__Excerpted text__
----

Local Authorities, advised by and working through their public health teams, have also done a great deal to address health inequalities during the pandemic by standing up new local targeted interventions but also by maintaining equitable access to existing core services during the pandemic under often very challenging circumstances.
What is PHE doing?
One of PHE’s key contributions throughout the pandemic has been the reporting of inequalities. Careful accumulation, management and reporting of relevant data provides the vital intelligence needed to guide management of the pandemic, including work to address inequalities. The coronavirus dashboard provides daily detailed information on the spread of the virus down to small area level, highlighting stark geographical inequality across the country. Weekly surveillance reports provide further information and breakdown by age and ethnicity , and our excess mortality reports show the differential impact of the pandemic by age, gender, ethnicity and deprivation.

----

__Information provided__
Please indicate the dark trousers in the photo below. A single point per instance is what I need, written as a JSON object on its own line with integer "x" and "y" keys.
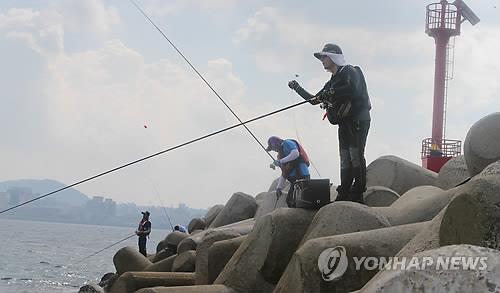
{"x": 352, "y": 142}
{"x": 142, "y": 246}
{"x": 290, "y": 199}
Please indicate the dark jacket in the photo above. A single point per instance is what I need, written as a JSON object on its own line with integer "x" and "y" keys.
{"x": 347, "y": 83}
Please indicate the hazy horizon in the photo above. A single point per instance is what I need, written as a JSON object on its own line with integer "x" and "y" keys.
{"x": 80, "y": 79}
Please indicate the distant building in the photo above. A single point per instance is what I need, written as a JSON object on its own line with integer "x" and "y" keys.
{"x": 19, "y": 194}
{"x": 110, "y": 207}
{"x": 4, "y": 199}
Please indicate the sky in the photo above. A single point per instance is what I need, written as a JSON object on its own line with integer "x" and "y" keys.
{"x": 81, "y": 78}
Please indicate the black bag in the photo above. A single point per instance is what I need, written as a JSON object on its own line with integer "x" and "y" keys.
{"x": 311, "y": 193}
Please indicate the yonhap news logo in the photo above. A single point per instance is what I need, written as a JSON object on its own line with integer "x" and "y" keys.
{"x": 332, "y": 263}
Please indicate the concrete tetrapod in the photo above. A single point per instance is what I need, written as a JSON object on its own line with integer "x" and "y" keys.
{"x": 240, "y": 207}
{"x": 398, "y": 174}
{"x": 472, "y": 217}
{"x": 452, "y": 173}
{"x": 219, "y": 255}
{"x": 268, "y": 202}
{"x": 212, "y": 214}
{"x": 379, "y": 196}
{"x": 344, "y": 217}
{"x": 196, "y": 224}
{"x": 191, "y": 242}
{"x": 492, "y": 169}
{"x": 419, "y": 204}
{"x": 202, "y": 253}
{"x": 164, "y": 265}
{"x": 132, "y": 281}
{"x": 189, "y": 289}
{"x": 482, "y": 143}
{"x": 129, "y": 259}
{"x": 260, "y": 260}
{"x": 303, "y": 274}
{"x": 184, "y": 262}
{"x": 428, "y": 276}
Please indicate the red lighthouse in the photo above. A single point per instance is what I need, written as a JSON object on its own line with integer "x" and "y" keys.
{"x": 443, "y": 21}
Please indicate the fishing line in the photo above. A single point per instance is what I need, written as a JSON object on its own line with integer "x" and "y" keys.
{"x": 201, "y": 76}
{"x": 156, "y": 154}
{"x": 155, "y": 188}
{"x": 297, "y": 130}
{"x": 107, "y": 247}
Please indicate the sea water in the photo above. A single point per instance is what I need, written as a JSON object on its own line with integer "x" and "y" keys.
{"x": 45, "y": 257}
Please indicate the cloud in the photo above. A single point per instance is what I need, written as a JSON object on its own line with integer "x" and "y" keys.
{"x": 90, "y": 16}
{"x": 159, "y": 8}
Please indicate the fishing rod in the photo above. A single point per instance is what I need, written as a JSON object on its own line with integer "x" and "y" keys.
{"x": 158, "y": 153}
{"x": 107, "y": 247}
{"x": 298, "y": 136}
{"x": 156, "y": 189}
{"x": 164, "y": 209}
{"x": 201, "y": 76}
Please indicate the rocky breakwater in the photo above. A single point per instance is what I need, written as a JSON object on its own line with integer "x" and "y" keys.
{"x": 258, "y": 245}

----

__Task description__
Reproduce the full text on public health work to address inequalities during the pandemic, word for word.

__Result for this exercise__
Local Authorities, advised by and working through their public health teams, have also done a great deal to address health inequalities during the pandemic by standing up new local targeted interventions but also by maintaining equitable access to existing core services during the pandemic under often very challenging circumstances.
What is PHE doing?
One of PHE’s key contributions throughout the pandemic has been the reporting of inequalities. Careful accumulation, management and reporting of relevant data provides the vital intelligence needed to guide management of the pandemic, including work to address inequalities. The coronavirus dashboard provides daily detailed information on the spread of the virus down to small area level, highlighting stark geographical inequality across the country. Weekly surveillance reports provide further information and breakdown by age and ethnicity , and our excess mortality reports show the differential impact of the pandemic by age, gender, ethnicity and deprivation.